Task description: A complete answer lists every line of the entries below where the string "query" appears.

Data for this task:
□ □ □ □

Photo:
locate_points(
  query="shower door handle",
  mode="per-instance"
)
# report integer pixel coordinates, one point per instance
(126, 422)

□ □ □ □

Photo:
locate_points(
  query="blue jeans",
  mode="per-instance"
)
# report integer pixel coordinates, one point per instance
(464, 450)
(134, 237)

□ □ □ □

The completed task:
  query="shower door handle",
  query="blue jeans",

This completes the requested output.